— Input material —
------------------------------------------------------------

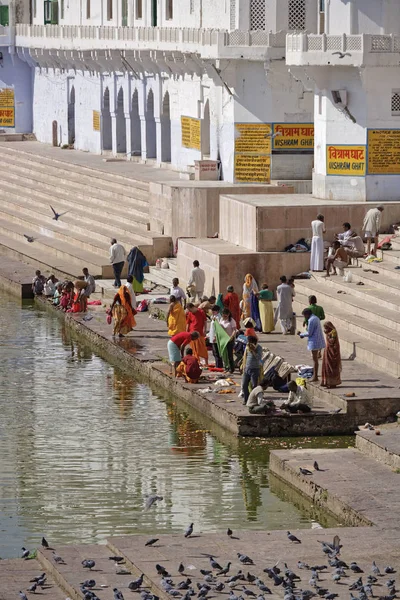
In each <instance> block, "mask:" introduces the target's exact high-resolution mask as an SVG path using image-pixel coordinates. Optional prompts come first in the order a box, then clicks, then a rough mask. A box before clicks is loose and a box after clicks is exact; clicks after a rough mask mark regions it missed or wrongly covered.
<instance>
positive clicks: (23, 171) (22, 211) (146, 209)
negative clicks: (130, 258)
mask: <svg viewBox="0 0 400 600" xmlns="http://www.w3.org/2000/svg"><path fill="white" fill-rule="evenodd" d="M19 148H20V147H19ZM67 152H68V151H66V153H67ZM67 156H68V154H66V158H67ZM0 164H1V167H2V185H1V187H0V254H3V255H8V256H11V257H12V258H17V259H19V260H22V261H24V262H28V263H31V264H32V265H35V266H36V267H38V268H42V269H43V270H46V271H49V270H51V271H54V272H55V273H56V274H62V275H68V276H77V275H79V274H81V270H82V267H83V266H87V267H88V268H89V270H90V272H91V273H92V274H93V275H95V276H98V277H103V278H107V277H110V276H111V267H110V265H109V261H108V252H109V246H110V239H111V238H112V237H115V238H117V239H118V241H119V242H121V243H122V244H123V245H124V246H125V248H126V250H127V251H129V250H130V248H131V247H133V246H138V247H139V248H140V249H141V250H142V251H143V253H144V254H145V255H146V257H147V259H148V261H149V262H150V263H151V264H154V262H155V260H156V258H158V257H163V256H169V255H170V254H171V253H172V241H171V238H170V237H168V236H164V235H161V234H159V233H154V232H152V231H151V230H150V218H149V184H148V182H146V181H140V180H135V179H134V178H132V177H124V176H121V175H117V174H115V173H112V172H108V171H107V170H106V168H104V169H103V170H102V169H101V168H99V169H95V168H92V167H86V166H81V165H77V164H73V163H72V162H68V160H66V161H65V162H64V161H62V160H59V159H53V158H49V157H48V156H43V155H40V154H35V153H33V152H27V151H24V150H22V149H15V148H13V147H12V144H1V143H0ZM50 205H51V206H53V207H54V208H55V210H56V211H57V212H59V213H63V212H66V214H65V215H63V216H62V217H61V218H60V219H59V220H58V221H56V220H54V219H53V213H52V211H51V208H50ZM24 235H28V236H32V237H33V238H34V242H32V243H29V242H28V241H27V239H26V238H25V237H24Z"/></svg>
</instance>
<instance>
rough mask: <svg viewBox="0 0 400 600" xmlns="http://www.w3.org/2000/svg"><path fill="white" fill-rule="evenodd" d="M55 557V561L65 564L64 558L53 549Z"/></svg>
mask: <svg viewBox="0 0 400 600" xmlns="http://www.w3.org/2000/svg"><path fill="white" fill-rule="evenodd" d="M53 559H54V562H56V563H58V564H59V565H65V562H64V559H63V558H61V556H59V555H58V554H56V553H55V552H54V551H53Z"/></svg>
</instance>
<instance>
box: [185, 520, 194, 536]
mask: <svg viewBox="0 0 400 600" xmlns="http://www.w3.org/2000/svg"><path fill="white" fill-rule="evenodd" d="M192 533H193V523H190V525H189V527H188V528H187V529H186V531H185V537H190V536H191V535H192Z"/></svg>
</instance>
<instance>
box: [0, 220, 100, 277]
mask: <svg viewBox="0 0 400 600" xmlns="http://www.w3.org/2000/svg"><path fill="white" fill-rule="evenodd" d="M0 233H1V234H2V236H3V234H4V235H5V236H7V237H8V238H12V239H14V240H16V241H18V242H20V243H24V244H25V245H26V246H29V250H28V248H27V250H26V255H27V256H30V255H31V254H30V253H31V252H32V251H33V250H36V249H38V250H42V251H44V252H47V253H48V262H49V264H50V265H52V264H55V265H56V264H57V262H58V261H60V262H62V264H64V265H65V264H68V263H69V262H71V263H73V264H74V265H79V266H80V267H81V269H80V270H82V267H83V266H87V267H88V269H89V270H90V271H92V275H101V274H102V266H103V265H107V266H108V256H107V253H106V252H104V253H103V255H99V254H95V253H93V252H89V251H87V250H84V249H82V248H77V247H76V245H75V244H71V243H68V242H65V241H62V240H60V239H57V238H54V237H49V236H46V235H41V236H37V232H36V231H35V230H32V229H31V228H29V229H23V228H21V226H20V225H17V224H16V223H11V222H10V221H6V220H4V219H0ZM24 234H27V235H31V236H33V237H36V236H37V237H38V239H36V240H35V241H34V242H32V243H29V242H28V241H27V240H26V239H25V238H24ZM2 236H1V237H2ZM1 243H2V244H3V245H4V240H3V239H1ZM31 246H32V247H33V246H35V248H30V247H31Z"/></svg>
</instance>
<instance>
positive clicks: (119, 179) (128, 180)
mask: <svg viewBox="0 0 400 600" xmlns="http://www.w3.org/2000/svg"><path fill="white" fill-rule="evenodd" d="M38 146H40V144H38ZM66 152H67V151H66ZM0 155H8V156H12V157H13V158H14V160H15V161H17V160H18V158H19V157H21V158H22V159H23V160H24V161H25V162H26V161H31V162H33V163H35V164H43V165H46V166H48V167H49V168H51V167H53V168H58V169H62V170H63V171H65V172H69V173H78V174H80V175H82V176H84V177H89V178H90V179H92V180H95V179H98V180H100V181H101V182H102V183H105V184H107V183H108V184H109V183H110V182H113V183H115V184H116V185H122V186H128V187H129V188H132V187H135V188H137V189H141V190H143V191H148V189H149V183H148V182H147V181H143V180H140V179H136V178H134V177H130V176H129V177H124V176H123V175H117V174H116V173H112V172H109V171H107V172H106V171H103V170H100V169H95V168H93V167H87V166H83V165H79V164H77V163H71V162H67V160H65V161H63V160H60V159H58V158H55V157H49V156H44V155H43V154H35V153H33V152H27V151H25V150H22V149H20V147H19V148H18V149H17V148H10V146H9V145H3V144H0Z"/></svg>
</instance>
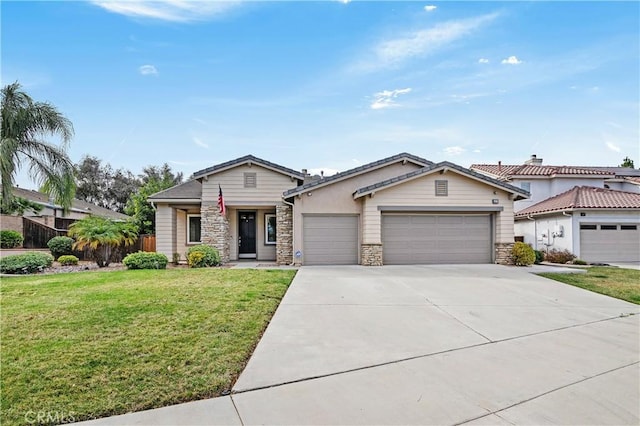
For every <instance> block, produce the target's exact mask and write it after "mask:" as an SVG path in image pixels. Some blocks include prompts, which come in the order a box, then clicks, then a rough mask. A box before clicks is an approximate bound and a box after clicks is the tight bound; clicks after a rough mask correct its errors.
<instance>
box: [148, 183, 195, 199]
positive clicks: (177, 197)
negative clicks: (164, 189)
mask: <svg viewBox="0 0 640 426" xmlns="http://www.w3.org/2000/svg"><path fill="white" fill-rule="evenodd" d="M147 199H148V200H151V201H159V200H172V201H173V200H178V201H180V200H182V201H200V200H201V199H202V183H201V182H200V181H197V180H189V181H187V182H184V183H181V184H179V185H176V186H172V187H171V188H169V189H165V190H163V191H160V192H156V193H155V194H152V195H150V196H149V197H147Z"/></svg>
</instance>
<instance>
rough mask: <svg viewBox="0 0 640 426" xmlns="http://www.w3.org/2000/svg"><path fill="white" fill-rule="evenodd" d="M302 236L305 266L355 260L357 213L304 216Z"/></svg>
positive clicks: (356, 248) (357, 253)
mask: <svg viewBox="0 0 640 426" xmlns="http://www.w3.org/2000/svg"><path fill="white" fill-rule="evenodd" d="M303 238H304V243H303V245H304V247H303V252H304V263H305V265H353V264H357V263H358V217H357V216H305V217H304V218H303Z"/></svg>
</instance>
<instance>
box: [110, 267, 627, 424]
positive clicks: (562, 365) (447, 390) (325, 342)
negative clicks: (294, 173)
mask: <svg viewBox="0 0 640 426" xmlns="http://www.w3.org/2000/svg"><path fill="white" fill-rule="evenodd" d="M529 270H530V269H527V268H515V267H505V266H498V265H455V266H454V265H447V266H401V267H400V266H399V267H392V266H385V267H379V268H376V267H358V266H348V267H303V268H301V269H300V271H299V272H298V274H297V275H296V278H295V279H294V282H293V283H292V285H291V288H290V289H289V291H288V292H287V294H286V296H285V298H284V299H283V301H282V303H281V305H280V307H279V308H278V310H277V312H276V314H275V316H274V317H273V320H272V321H271V323H270V325H269V327H268V328H267V331H266V332H265V334H264V336H263V338H262V340H261V341H260V343H259V345H258V347H257V349H256V351H255V352H254V354H253V356H252V358H251V360H250V361H249V363H248V365H247V367H246V369H245V370H244V372H243V373H242V375H241V376H240V378H239V379H238V381H237V383H236V384H235V386H234V389H233V394H232V395H231V396H226V397H221V398H216V399H213V400H208V401H198V402H194V403H188V404H182V405H180V406H175V407H166V408H162V409H159V410H152V411H148V412H144V413H135V414H131V415H125V416H119V417H114V418H111V419H102V421H98V422H97V424H167V423H180V424H215V423H219V424H241V423H242V424H452V425H453V424H474V425H483V424H504V425H509V424H575V425H578V424H580V425H582V424H616V425H620V424H634V425H637V424H639V423H640V414H639V411H640V408H639V402H638V401H640V390H639V389H640V369H639V365H640V364H639V360H640V337H639V330H640V315H638V314H639V313H640V307H638V306H637V305H633V304H630V303H626V302H622V301H620V300H617V299H613V298H609V297H606V296H601V295H598V294H595V293H591V292H588V291H585V290H581V289H578V288H574V287H571V286H568V285H564V284H561V283H557V282H554V281H551V280H547V279H545V278H541V277H538V276H536V275H533V274H530V273H528V272H527V271H529Z"/></svg>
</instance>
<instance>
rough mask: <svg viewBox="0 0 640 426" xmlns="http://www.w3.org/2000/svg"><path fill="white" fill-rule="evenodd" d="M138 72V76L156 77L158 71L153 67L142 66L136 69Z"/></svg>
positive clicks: (146, 65) (149, 66)
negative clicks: (154, 76)
mask: <svg viewBox="0 0 640 426" xmlns="http://www.w3.org/2000/svg"><path fill="white" fill-rule="evenodd" d="M138 71H140V74H142V75H157V74H158V70H157V69H156V67H154V66H153V65H142V66H141V67H140V68H138Z"/></svg>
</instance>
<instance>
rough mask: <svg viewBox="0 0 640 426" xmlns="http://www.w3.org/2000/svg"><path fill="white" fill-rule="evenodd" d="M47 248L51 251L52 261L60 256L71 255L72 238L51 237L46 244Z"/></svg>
mask: <svg viewBox="0 0 640 426" xmlns="http://www.w3.org/2000/svg"><path fill="white" fill-rule="evenodd" d="M47 247H49V250H51V254H52V255H53V258H54V259H58V258H59V257H60V256H65V255H68V254H73V238H69V237H53V238H52V239H50V240H49V242H48V243H47Z"/></svg>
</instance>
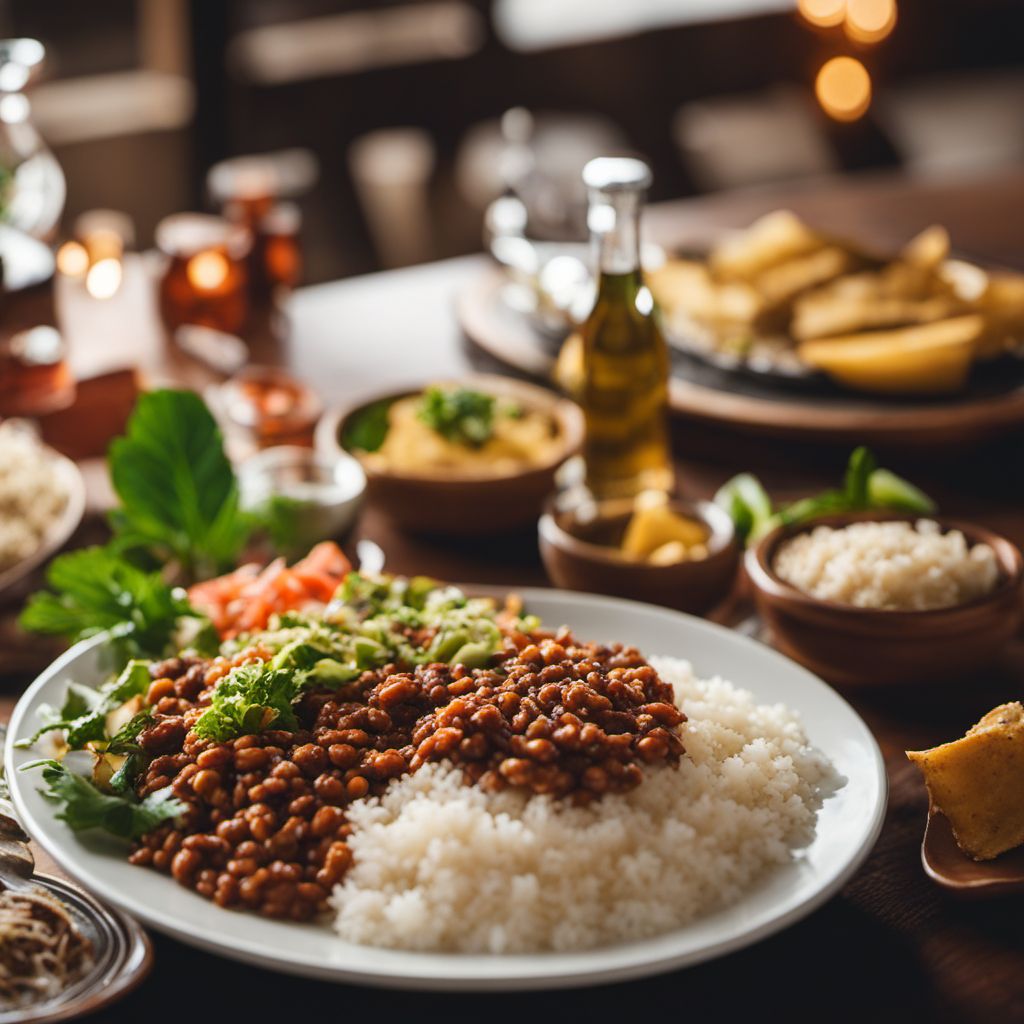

------------------------------------------------------------

— Exercise objective —
Which lines above hold the string "order"? Please copy all of them.

— Result for this exercise —
In each <instance> block, "mask:" introduces the target's exact high-resolution mask as an SVG path using image-pixel coordinates. Optional prompts come first in the order a box, then clicks, then a rough mask. A box before clicks is loose and a box after clicks is exact; clicks after a rough mask mark regions it missed or wrongly covered.
For every <instance> block, produce the target's exact mask and write it after "mask:" as an SVG path in image pixels. Some blocks include prompts, which come in the order a box, then clicks, then a rough mask. A box before clicks is an approximate bound and a box after clicks is the tight bound; clicks after a rough mask correct its errors.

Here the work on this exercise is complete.